=== Information shown ===
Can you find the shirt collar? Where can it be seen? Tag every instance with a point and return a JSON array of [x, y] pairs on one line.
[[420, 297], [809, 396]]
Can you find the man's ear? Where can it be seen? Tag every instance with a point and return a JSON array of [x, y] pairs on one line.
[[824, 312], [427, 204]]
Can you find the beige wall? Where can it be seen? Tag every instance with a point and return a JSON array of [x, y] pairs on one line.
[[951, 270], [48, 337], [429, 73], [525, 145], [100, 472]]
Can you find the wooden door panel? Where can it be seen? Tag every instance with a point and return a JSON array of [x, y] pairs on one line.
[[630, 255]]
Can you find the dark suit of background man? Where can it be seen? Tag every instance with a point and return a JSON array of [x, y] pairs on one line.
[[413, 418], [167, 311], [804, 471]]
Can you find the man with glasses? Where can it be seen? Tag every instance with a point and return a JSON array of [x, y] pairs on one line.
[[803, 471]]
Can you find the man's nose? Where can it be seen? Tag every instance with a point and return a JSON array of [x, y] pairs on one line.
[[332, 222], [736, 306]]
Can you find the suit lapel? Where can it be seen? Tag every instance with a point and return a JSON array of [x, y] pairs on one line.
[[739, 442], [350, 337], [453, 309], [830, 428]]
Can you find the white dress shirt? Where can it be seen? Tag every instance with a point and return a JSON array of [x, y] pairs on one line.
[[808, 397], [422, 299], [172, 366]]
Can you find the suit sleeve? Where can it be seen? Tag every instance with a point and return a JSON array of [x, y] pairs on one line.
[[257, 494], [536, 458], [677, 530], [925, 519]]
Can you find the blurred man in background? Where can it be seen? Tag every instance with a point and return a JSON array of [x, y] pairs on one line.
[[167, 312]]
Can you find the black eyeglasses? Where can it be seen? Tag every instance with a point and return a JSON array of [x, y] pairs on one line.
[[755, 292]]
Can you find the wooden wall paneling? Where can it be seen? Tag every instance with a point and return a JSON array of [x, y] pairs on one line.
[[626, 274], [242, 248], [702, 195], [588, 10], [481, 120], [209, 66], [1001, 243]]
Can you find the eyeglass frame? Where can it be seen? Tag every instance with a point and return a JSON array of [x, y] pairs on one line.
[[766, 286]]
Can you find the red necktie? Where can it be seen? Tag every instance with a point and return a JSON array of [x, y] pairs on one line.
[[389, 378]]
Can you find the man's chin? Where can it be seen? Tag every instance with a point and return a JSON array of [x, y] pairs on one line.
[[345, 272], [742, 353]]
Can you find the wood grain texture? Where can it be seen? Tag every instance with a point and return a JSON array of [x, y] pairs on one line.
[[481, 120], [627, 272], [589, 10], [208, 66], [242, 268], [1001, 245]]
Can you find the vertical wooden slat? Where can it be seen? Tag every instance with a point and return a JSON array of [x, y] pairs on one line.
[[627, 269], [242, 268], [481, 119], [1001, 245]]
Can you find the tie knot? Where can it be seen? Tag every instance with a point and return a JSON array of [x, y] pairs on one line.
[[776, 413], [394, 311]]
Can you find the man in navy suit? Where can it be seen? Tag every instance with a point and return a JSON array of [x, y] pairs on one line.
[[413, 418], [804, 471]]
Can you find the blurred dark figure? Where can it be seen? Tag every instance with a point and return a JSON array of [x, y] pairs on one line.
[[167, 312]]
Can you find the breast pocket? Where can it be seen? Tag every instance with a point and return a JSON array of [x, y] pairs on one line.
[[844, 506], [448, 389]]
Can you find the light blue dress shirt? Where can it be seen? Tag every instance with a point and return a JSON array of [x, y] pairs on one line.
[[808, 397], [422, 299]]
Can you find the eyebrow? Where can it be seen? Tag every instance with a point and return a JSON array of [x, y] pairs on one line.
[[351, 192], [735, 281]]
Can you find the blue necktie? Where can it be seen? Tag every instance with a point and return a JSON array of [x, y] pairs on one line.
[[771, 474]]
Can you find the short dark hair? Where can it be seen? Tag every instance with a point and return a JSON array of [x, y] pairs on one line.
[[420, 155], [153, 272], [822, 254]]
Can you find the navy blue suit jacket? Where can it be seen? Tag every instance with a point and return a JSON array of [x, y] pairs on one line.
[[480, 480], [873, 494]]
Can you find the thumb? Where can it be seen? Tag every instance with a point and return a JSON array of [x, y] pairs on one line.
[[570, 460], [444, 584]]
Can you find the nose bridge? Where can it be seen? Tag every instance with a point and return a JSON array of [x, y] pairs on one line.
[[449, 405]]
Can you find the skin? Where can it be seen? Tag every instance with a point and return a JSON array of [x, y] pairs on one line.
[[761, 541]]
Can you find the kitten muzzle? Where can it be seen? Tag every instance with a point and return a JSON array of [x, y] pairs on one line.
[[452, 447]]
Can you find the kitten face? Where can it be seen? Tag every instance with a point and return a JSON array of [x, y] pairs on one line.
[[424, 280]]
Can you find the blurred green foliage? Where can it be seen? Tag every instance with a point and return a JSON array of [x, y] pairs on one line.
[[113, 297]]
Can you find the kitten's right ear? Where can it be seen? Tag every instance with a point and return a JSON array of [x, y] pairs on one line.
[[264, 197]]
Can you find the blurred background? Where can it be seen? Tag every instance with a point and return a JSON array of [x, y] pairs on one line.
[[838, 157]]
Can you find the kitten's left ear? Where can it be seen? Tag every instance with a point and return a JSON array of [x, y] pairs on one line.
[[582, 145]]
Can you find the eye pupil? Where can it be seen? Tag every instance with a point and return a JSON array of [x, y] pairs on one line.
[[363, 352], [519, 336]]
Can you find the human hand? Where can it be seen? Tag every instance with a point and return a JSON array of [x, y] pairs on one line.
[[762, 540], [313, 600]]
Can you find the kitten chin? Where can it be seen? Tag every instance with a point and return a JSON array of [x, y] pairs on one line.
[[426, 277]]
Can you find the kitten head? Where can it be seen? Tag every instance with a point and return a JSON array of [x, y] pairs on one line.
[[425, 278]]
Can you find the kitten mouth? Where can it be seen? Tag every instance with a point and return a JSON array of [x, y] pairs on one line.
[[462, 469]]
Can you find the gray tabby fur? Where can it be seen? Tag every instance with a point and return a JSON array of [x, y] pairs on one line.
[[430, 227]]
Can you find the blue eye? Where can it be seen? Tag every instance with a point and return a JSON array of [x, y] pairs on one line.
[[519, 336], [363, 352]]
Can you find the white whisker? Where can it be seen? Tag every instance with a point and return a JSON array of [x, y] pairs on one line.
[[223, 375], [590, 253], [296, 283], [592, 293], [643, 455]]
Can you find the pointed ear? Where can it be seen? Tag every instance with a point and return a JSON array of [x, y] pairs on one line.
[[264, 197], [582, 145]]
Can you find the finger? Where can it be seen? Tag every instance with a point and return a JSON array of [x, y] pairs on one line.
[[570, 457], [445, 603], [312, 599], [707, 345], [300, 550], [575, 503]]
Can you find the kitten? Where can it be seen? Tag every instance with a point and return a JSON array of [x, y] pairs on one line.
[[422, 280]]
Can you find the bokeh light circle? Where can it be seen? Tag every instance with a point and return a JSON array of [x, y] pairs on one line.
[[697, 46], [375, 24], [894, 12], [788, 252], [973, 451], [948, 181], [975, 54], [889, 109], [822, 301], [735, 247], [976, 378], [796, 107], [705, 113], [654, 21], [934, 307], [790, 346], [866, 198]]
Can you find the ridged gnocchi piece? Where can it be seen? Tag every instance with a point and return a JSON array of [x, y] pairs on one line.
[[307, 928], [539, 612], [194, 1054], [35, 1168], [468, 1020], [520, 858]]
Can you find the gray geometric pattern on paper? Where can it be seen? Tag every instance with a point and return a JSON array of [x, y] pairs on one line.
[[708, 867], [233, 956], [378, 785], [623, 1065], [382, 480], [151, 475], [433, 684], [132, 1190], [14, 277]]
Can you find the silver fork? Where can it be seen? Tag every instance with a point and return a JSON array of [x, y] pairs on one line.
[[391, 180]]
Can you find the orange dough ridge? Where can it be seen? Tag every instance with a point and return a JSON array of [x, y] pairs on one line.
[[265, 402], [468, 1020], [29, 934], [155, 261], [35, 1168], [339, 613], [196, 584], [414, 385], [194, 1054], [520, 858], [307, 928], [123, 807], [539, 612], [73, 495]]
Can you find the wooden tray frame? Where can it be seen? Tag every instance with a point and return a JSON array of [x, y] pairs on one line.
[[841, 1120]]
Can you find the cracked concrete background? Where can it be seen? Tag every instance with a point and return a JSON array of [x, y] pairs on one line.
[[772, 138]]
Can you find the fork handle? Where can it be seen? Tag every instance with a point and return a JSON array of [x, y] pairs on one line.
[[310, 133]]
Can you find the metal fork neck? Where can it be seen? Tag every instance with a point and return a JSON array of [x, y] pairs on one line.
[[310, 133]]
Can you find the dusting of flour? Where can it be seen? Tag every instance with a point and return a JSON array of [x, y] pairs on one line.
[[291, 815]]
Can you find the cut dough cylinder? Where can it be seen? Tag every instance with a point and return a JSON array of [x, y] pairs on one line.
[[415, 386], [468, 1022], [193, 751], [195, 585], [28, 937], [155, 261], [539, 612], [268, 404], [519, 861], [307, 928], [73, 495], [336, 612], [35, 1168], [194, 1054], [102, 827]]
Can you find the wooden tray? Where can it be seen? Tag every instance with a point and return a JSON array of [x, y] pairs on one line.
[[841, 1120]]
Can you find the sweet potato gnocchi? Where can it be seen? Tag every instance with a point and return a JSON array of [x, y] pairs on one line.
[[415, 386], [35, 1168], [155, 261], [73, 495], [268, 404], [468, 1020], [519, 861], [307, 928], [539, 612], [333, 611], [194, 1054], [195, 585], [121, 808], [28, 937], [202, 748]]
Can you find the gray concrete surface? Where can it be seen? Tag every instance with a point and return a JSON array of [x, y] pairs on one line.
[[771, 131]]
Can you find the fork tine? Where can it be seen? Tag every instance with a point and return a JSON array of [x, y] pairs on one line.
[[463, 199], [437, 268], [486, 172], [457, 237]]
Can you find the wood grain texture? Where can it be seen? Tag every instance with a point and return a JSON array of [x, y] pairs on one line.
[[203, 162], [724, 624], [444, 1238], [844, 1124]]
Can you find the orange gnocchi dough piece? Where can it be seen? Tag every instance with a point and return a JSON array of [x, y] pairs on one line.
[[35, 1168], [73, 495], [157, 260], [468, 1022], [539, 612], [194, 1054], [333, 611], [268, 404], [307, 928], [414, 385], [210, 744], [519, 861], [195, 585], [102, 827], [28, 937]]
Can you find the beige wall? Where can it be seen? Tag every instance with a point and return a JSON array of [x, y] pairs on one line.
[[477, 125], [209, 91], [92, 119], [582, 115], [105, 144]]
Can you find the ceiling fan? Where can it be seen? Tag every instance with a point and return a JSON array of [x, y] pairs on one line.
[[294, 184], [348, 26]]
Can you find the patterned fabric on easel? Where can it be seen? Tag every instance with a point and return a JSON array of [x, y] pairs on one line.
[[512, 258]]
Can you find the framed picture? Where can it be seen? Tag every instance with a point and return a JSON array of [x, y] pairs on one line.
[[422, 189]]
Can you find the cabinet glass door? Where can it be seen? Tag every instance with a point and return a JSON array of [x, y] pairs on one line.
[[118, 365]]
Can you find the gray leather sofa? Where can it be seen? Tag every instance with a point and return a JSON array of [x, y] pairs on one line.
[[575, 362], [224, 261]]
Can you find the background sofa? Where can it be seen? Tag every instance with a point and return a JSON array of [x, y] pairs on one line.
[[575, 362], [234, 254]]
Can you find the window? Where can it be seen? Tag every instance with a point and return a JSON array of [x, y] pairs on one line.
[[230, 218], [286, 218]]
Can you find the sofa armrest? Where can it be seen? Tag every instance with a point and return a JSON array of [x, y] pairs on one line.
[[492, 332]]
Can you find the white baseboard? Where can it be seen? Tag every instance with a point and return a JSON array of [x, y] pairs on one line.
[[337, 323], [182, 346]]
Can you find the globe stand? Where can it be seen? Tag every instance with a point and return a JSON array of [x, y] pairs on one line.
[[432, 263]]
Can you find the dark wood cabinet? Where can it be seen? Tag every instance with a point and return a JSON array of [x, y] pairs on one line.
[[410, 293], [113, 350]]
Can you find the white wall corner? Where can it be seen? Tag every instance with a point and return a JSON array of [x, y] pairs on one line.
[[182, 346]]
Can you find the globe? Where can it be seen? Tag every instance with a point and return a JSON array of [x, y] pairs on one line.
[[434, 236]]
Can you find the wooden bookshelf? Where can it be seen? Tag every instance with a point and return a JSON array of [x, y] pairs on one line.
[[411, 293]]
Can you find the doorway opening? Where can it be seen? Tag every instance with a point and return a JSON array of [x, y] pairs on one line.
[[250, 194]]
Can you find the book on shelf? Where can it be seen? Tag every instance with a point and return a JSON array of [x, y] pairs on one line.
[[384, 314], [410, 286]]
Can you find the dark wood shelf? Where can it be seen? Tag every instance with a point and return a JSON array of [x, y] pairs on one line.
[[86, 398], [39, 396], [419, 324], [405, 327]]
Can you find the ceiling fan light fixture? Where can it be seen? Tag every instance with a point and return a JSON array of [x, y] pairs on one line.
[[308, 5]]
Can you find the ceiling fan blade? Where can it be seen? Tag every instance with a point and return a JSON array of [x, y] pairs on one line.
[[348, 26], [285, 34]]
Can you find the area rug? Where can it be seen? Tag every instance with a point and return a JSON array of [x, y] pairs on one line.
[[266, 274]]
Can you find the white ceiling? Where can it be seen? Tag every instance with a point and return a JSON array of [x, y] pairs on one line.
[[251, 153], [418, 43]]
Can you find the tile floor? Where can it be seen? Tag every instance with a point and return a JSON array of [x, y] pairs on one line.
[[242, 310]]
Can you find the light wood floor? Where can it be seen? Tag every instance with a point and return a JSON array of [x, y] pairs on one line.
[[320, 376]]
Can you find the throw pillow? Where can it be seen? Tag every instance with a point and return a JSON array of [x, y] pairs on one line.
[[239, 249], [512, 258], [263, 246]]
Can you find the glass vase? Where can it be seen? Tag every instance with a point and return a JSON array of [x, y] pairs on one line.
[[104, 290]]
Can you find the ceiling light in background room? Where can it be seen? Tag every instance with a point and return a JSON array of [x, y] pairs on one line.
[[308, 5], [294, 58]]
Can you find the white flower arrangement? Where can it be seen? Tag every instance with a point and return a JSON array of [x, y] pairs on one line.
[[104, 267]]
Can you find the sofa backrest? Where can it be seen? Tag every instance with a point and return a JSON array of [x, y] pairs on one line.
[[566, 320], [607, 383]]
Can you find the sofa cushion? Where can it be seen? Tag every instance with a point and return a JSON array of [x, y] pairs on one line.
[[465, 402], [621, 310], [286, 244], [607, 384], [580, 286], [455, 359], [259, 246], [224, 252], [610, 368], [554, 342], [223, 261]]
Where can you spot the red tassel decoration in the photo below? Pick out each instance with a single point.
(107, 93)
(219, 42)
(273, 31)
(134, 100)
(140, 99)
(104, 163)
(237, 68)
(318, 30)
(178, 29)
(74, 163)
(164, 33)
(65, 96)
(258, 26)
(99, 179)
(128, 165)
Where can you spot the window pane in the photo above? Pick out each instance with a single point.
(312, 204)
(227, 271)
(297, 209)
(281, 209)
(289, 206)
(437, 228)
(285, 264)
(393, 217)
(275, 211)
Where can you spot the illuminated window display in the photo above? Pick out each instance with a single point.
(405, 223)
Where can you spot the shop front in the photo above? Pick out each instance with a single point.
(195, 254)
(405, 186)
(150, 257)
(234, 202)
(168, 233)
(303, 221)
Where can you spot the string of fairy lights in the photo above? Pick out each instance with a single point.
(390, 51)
===
- Task item
All lines from the one containing "Can you find the ceiling light" through the last line of the data must be set down exactly. No other lines belong in the answer.

- Solution for this exercise
Can you find the ceiling light in background room? Where can it be seen? Tag every instance with a point and return a JSON array of [x, y] pairs on one line.
[[308, 5], [294, 58]]
Can you find the white flower arrangement? Where can it be seen? Tag every instance with a point and return a JSON array of [x, y] pairs on one line.
[[104, 267]]
Can you find the sofa backrest? Where can it be seen? Tag every instance with a point and return a JSON array of [x, y] pairs on one line.
[[566, 320], [607, 383]]
Can you find the sofa cushion? Where can it be seen? Tag every instance with a point and return a JSON array of [x, y] pairs on one line.
[[465, 402], [621, 310], [286, 244], [607, 384], [580, 286], [455, 359], [259, 246], [224, 252], [610, 368], [554, 342], [223, 261]]
Where can you spot the red tassel decoration in the photo below? Pick out each instance with a single point.
(107, 93)
(219, 42)
(273, 31)
(134, 100)
(140, 99)
(104, 163)
(237, 68)
(318, 30)
(178, 29)
(74, 163)
(164, 33)
(65, 96)
(258, 26)
(99, 179)
(128, 165)
Where can you spot the window pane in the photo above? Pick out each instance with a single point.
(312, 204)
(227, 271)
(297, 209)
(281, 209)
(289, 206)
(437, 228)
(285, 264)
(393, 217)
(275, 211)
Where can you spot the illuminated window display in the photo above? Pick out each instance with a single point.
(405, 223)
Where can you spot the shop front in the photo above? Pick out each instance with a single point.
(195, 254)
(405, 186)
(150, 257)
(234, 202)
(168, 233)
(303, 221)
Where can you spot the string of fairy lights in the photo above? Pick out each instance with a single point.
(390, 51)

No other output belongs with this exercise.